■ **Task requirements**:
**A)** Answer these questions about the LLDB scratch TypeSystem patch review, one answer per line, marked the same way:
(i) Which issue number does the patch address?
(ii) According to step 2 of the details, what does rebuilding the executable trigger?
(iii) For mach-o, what does kastiglione say should ideally differ before the flush is performed?
**B)** Write the next part of the LLDB scratch TypeSystem patch review, following the last comment by aprantl.
== Extracted text ==
This is an archive of the discontinued LLVM Phabricator instance.

[lldb][Target] Flush the scratch TypeSystem when process gets deleted
ClosedPublic

Authored by Michael137 on Nov 25 2022, 8:34 AM.

Details

Summary

Summary

This patch addresses #59128, where LLDB would crash when evaluating
a type that has been imported into the same instance of a target's scratch AST
across process re-runs. The proposed solution is to clear the scratch AST (and associated
persistent variables, ClangASTImporter, etc.) whenever a module that
could've owned one of the stale TypeSystems gets unloaded/destroyed.

Details:

  1. The first time we evaluate the expression we import the decl for Foo into the Targets scratch AST context (lives in m_scratch_type_system_map). During this process we also create a ClangASTImporter that lives in the ClangPersistentVariables::m_ast_importer_sp. This importer has decl tracking structures which reference the source AST that the decl got imported from. This importer also gets re-used for all calls to DeportType (which we use to copy the final decl into the Targets scratch AST).
  2. Rebuilding the executable triggers a tear-down of the Module that was backing the ASTContext that we originally got the Foo decl from (which lived in the Module::m_type_system_map). However, the Target’s scratch AST lives on.
  3. Re-running the same expression will now create a new ASTImporterDelegate where the destination TranslationUnitDecl is the same as the one from step (1).
  4. When importing the new Foo decl we first try to find it in the destination DeclContext, which happens to be the scratch destination TranslationUnitDecl. The Foo decl exists in this context since we copied it into the scratch AST in the first run. The ASTImporter then queries LLDB for the origin of that decl. Using the same persistent variable ClangASTImporter we claim the decl has an origin in the AST context that got torn down with the Module. This faulty origin leads to a use-after-free.

Testing

  • Added API test

Diff Detail

Event Timeline

Michael137 created this revision.Nov 25 2022, 8:34 AM
Herald added a project: Restricted Project. · View Herald TranscriptNov 25 2022, 8:34 AM
Michael137 requested review of this revision.Nov 25 2022, 8:34 AM
Herald added a project: Restricted Project. · View Herald TranscriptNov 25 2022, 8:34 AM
  • Update comment
kastiglione added inline comments.
lldb/source/Target/Target.cpp
208

Do we have some place in the life-cycle where we can perform this only if the target has changed? Ideally this would happen when the binary has a different timestamp, or for mach-o a different UUID.

aprantl added inline comments.Nov 29 2022, 1:56 PM
lldb/source/Target/Target.cpp
207

Not opposed to this, but this is leaking an implementation detail of TypeSystemClang into Target. Just out of curiosity — would if be feasible to use weak_ptr in DeclOrigin or is that defined inside of Clang and can't be changed?
===
== Information supplied ==
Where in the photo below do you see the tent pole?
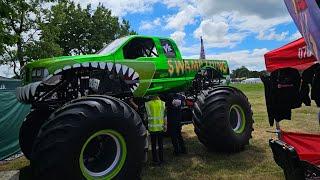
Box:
[276,122,281,139]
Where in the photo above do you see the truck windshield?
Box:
[97,36,129,54]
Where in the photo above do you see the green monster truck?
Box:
[17,36,253,179]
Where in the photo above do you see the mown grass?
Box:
[0,84,320,180]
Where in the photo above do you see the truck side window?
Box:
[160,39,176,58]
[123,38,159,59]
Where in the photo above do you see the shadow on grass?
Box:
[142,136,267,179]
[11,133,268,180]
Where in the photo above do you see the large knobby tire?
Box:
[19,109,50,160]
[193,86,254,152]
[31,96,147,180]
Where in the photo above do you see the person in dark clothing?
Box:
[145,96,166,165]
[166,94,187,155]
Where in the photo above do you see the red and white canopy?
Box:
[264,38,317,72]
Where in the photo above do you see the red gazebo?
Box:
[264,38,317,72]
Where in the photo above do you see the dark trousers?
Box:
[150,132,163,162]
[169,125,186,154]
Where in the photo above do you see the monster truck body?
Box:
[17,36,229,103]
[17,36,253,179]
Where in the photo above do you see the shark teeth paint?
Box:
[107,63,113,71]
[99,62,106,69]
[16,62,140,103]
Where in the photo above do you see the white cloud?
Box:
[194,19,246,48]
[290,31,302,41]
[139,18,161,30]
[194,0,288,19]
[193,0,292,48]
[183,48,269,71]
[0,65,15,78]
[75,0,159,16]
[212,48,269,70]
[170,31,186,46]
[166,5,198,31]
[257,28,289,41]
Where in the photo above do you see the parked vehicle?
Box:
[17,35,253,179]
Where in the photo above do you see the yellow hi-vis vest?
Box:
[145,100,166,132]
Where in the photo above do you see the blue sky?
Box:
[0,0,301,75]
[113,0,300,70]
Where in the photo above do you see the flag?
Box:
[284,0,320,61]
[200,36,206,59]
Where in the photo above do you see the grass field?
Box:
[0,84,320,180]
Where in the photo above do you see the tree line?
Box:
[0,0,136,77]
[230,66,267,79]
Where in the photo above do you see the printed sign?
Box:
[284,0,320,61]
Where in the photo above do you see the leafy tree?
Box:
[44,1,135,55]
[0,0,57,77]
[231,66,267,78]
[0,0,135,77]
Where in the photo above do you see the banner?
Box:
[284,0,320,61]
[264,38,317,72]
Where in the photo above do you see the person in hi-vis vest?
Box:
[145,96,167,165]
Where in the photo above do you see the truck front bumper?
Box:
[16,81,41,104]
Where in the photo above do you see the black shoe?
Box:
[152,161,161,166]
[173,151,180,156]
[180,150,188,154]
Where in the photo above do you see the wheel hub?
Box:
[229,105,245,133]
[80,130,126,179]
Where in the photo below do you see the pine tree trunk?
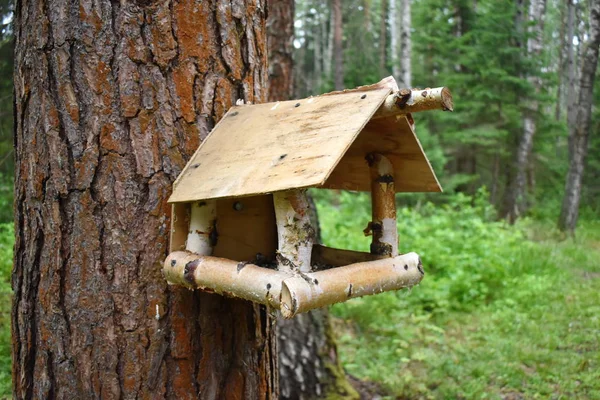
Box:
[331,0,344,90]
[506,0,546,224]
[12,0,278,399]
[268,8,358,400]
[558,0,600,233]
[398,0,412,88]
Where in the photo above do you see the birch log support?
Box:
[185,200,217,256]
[365,154,398,257]
[163,251,292,308]
[280,253,425,318]
[273,189,315,273]
[373,87,454,119]
[311,244,389,271]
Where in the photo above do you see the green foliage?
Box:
[316,190,600,399]
[0,224,14,399]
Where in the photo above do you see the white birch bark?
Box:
[558,0,600,233]
[506,0,546,223]
[185,200,217,256]
[398,0,412,88]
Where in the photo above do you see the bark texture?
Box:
[277,309,360,400]
[331,0,344,90]
[267,0,294,101]
[558,0,600,233]
[506,0,546,224]
[12,0,277,399]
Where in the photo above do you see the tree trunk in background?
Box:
[558,0,600,233]
[506,0,546,224]
[567,0,577,126]
[379,0,394,79]
[331,0,344,90]
[267,0,294,101]
[277,197,360,400]
[12,0,278,399]
[390,0,403,81]
[267,5,358,400]
[554,3,573,121]
[398,0,412,88]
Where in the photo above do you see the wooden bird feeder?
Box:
[164,77,452,318]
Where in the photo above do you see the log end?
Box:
[279,281,298,319]
[163,251,199,289]
[441,87,454,111]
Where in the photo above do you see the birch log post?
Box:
[365,154,398,257]
[163,251,292,308]
[185,200,217,256]
[373,87,454,119]
[280,253,425,318]
[273,189,315,273]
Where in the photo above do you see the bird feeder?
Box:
[164,77,452,318]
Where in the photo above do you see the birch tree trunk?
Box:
[12,0,278,399]
[398,0,412,89]
[331,0,344,90]
[379,0,394,78]
[506,0,546,224]
[267,0,294,101]
[390,0,398,81]
[558,0,600,234]
[268,7,358,400]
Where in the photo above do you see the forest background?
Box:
[0,0,600,398]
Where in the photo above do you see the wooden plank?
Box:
[323,117,442,192]
[312,244,390,270]
[213,195,277,264]
[169,195,277,263]
[169,203,190,253]
[169,88,390,202]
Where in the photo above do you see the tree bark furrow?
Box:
[13,0,276,399]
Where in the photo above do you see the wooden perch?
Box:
[273,189,315,272]
[373,87,454,119]
[185,200,217,256]
[365,154,398,257]
[163,251,291,308]
[280,253,424,318]
[312,244,389,271]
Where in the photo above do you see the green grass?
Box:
[318,193,600,399]
[0,191,600,399]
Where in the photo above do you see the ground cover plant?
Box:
[318,191,600,399]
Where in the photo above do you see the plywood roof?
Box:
[169,88,441,202]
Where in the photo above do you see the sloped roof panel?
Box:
[169,88,394,202]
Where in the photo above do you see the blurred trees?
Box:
[294,0,600,231]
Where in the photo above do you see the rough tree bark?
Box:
[331,0,344,90]
[12,0,278,399]
[267,5,358,400]
[558,0,600,234]
[506,0,546,224]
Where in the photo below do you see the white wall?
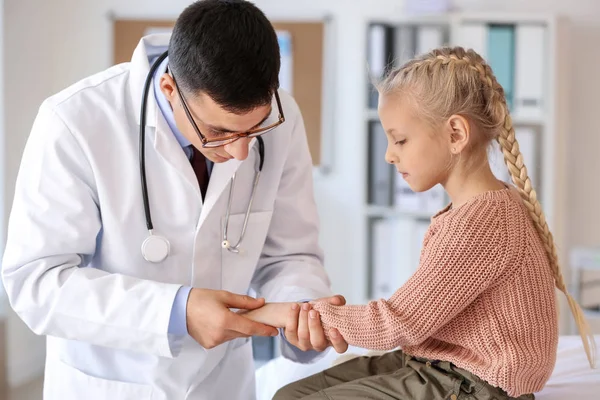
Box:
[4,0,600,383]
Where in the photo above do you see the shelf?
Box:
[366,205,435,221]
[365,108,547,126]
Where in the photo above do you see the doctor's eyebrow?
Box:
[206,108,273,133]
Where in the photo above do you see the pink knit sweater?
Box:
[314,189,558,397]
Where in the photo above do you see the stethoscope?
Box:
[139,51,265,263]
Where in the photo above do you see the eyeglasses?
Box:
[171,72,285,147]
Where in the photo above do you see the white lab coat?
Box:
[2,35,331,400]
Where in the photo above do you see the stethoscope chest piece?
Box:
[142,235,171,263]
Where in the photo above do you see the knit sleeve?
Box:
[314,201,511,350]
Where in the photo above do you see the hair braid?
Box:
[446,51,596,368]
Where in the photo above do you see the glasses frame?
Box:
[171,71,285,148]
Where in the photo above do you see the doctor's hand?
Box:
[285,295,348,354]
[186,288,279,349]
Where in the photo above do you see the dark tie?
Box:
[190,146,209,200]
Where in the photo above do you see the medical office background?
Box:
[0,0,600,394]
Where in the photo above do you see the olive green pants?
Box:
[273,350,534,400]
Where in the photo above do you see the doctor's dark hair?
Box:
[169,0,280,113]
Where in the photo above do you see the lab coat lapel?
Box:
[200,139,256,224]
[129,34,170,130]
[151,111,201,198]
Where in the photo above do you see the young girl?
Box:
[247,47,595,400]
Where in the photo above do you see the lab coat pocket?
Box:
[221,211,273,294]
[44,361,153,400]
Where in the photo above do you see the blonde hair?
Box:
[376,47,596,368]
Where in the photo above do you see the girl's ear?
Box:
[445,115,471,154]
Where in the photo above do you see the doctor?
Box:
[2,0,347,400]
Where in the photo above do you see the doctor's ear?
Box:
[159,73,177,103]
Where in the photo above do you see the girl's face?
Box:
[378,95,453,192]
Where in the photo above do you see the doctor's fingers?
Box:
[227,313,279,337]
[296,303,312,351]
[329,328,348,354]
[219,290,265,310]
[285,303,300,346]
[308,310,329,351]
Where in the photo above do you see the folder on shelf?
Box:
[515,126,541,188]
[415,25,448,55]
[370,218,420,299]
[368,121,395,206]
[514,23,548,118]
[487,24,515,110]
[394,25,417,67]
[367,23,394,108]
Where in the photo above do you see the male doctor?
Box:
[2,0,347,400]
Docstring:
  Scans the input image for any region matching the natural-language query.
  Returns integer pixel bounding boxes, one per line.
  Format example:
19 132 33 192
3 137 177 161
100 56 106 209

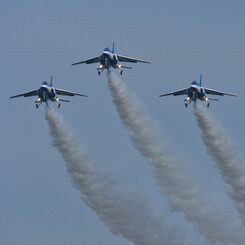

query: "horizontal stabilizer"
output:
208 97 219 101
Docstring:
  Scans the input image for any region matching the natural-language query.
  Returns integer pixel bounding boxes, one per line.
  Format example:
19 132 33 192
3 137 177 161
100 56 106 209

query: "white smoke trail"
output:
193 103 245 223
108 72 245 245
46 106 187 245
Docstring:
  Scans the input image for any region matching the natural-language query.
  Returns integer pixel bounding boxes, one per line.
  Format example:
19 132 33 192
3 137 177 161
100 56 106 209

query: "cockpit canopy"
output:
104 48 111 52
191 81 198 86
42 81 48 85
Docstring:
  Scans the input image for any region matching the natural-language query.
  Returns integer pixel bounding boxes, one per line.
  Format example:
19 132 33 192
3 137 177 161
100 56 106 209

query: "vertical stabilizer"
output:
199 74 202 87
112 42 115 54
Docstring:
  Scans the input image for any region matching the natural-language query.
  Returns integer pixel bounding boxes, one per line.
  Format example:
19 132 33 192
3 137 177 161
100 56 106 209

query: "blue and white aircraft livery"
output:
10 76 88 108
159 75 238 107
72 43 151 75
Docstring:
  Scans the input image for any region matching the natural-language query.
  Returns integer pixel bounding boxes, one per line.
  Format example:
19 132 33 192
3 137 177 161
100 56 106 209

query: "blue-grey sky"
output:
0 0 245 245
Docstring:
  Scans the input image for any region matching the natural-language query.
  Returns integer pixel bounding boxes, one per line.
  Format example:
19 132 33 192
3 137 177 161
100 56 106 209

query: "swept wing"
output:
55 88 88 97
159 88 188 97
205 88 238 97
117 55 151 64
72 56 100 65
10 89 38 99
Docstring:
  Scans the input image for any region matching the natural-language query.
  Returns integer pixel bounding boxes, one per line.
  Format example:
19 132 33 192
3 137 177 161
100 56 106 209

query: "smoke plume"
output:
193 103 245 223
46 106 187 245
107 72 244 245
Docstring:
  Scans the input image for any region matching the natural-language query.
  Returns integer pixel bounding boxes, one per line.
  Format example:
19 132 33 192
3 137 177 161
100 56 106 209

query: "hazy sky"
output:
0 0 245 245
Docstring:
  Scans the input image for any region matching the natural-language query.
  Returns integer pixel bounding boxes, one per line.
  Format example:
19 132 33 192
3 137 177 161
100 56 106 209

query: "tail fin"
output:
112 42 115 54
199 74 202 87
50 75 53 87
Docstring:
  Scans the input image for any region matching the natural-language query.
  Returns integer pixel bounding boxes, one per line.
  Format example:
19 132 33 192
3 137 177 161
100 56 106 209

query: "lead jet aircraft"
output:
159 75 238 107
72 43 151 75
10 76 88 108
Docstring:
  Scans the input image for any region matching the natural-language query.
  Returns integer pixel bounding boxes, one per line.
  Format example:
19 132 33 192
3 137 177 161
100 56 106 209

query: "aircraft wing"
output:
71 56 100 65
10 89 38 99
205 88 238 97
55 88 88 97
117 55 151 64
159 88 188 97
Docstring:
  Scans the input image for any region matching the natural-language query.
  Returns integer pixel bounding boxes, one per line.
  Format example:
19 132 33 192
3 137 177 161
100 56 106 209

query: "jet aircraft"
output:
72 43 151 75
10 76 88 108
159 75 238 107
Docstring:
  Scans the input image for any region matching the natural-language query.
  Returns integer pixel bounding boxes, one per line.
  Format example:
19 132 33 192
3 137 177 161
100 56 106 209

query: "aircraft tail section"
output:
199 74 202 87
50 75 53 87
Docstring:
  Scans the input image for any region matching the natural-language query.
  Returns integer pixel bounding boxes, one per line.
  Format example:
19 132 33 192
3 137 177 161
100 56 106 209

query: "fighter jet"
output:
72 43 151 75
10 76 88 108
159 75 238 107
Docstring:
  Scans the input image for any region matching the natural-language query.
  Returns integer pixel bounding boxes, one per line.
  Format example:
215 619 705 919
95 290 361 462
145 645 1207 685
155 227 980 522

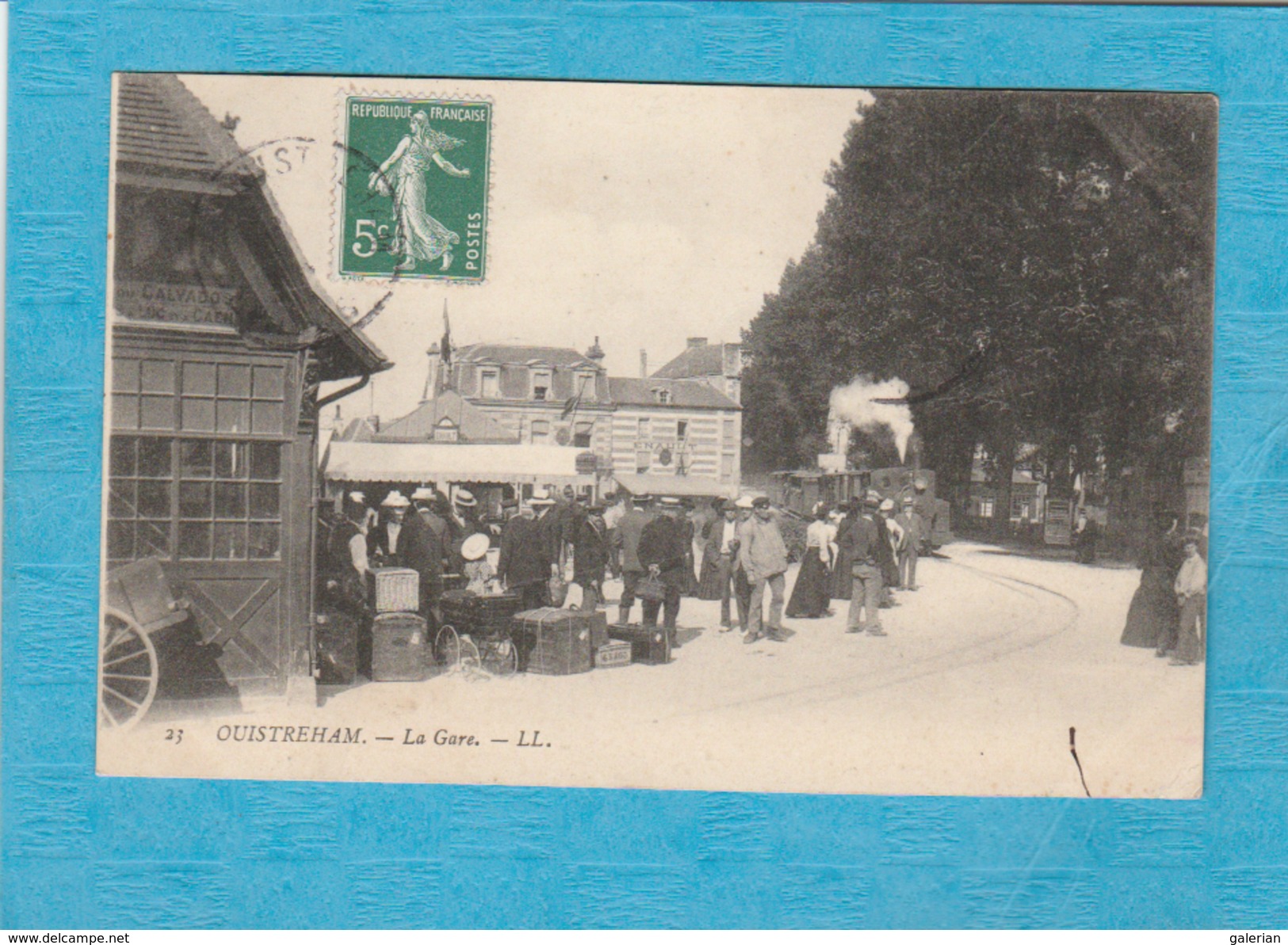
===
■ **Responses to the exercise**:
**A)**
(i) #59128
(ii) A tear-down of the Module that was backing the ASTContext that the Foo decl originally came from.
(iii) The UUID.

**B)**
Michael137 added inline comments.Nov 30 2022, 4:03 AM
lldb/source/Target/Target.cpp
207

I agree with your point about leaking TypeSystem implementation details into Process lifecycle. I briefly considered converting DeclOrigins to hold weak pointers but unfortunately the pointers are handed out by clang::Decl. Though thinking about it, clang::ASTContexts are refcounted (via llvm::RefCountedBase). So perhaps we could keep them alive that way. Though I’m concerned that we then commit to supporting multiple definitions of a type in the scratch AST and never really properly clearing the DeclOrigin structures. But I’ll play around with the idea

208

There is DidUnloadModules which gets notified when an lldb_private::Module gets unloaded (e.g., on rebuilt). But this includes JITted modules (e.g., when running AppleObjectiveCRuntimeV2 utility functions) in which case we wouldn’t want to flush the type systems. Also the Clang REPL (and I assume the Swift REPL) rely on the type system being still present after we unloaded the module associated with the evaluated expression. All this is to say, I found it to be quite fiddly to determine when to flush the persistent variables from within that notification. Really we would like a notification to the Target which says “we restarted the debugee AND some module got rebuilt”. In that case it’s not safe to keep the persistent variables around. I’ll double check if there isn’t something like that around.

Michael137 added inline comments.Nov 30 2022, 8:05 AM
lldb/source/Target/Target.cpp
207

Hmm this becomes a bit awkward because TypeSystemClang owns the backing ASTContext uniquely: std::unique_ptr<clang::ASTContext> m_ast_up.

So we can't bump the refcount unless we somehow prevent the m_ast_up deleter from kicking in when the backing lldb_private::Module gets destroyed.

Stepping back a little, essentially what we want is to:

  1. Either, accept the fact that the OriginMap can contain stale pointers and provide a mechanism to detect this (and clear them out of the map)
  2. OR, never allow a situation where we have stale pointers in this map.
Michael137 added inline comments.Nov 30 2022, 8:30 AM
lldb/source/Target/Target.cpp
208

I suppose we could do something like:

void Target::ModulesDidUnload(ModuleList &module_list, bool delete_locations) {
    ...
    if each module in module_list is Type::eTypeExecutable or Type::eTypeObjectFile {
        m_scratch_type_system_map.Clear();
    }
aprantl added inline comments.Nov 30 2022, 9:30 AM
lldb/source/Target/Target.cpp
208

That looks like a reasonable middle ground?

  • Clear TypeSystem in notification
Michael137 edited the summary of this revision. (Show Details)Nov 30 2022, 12:59 PM
Michael137 added inline comments.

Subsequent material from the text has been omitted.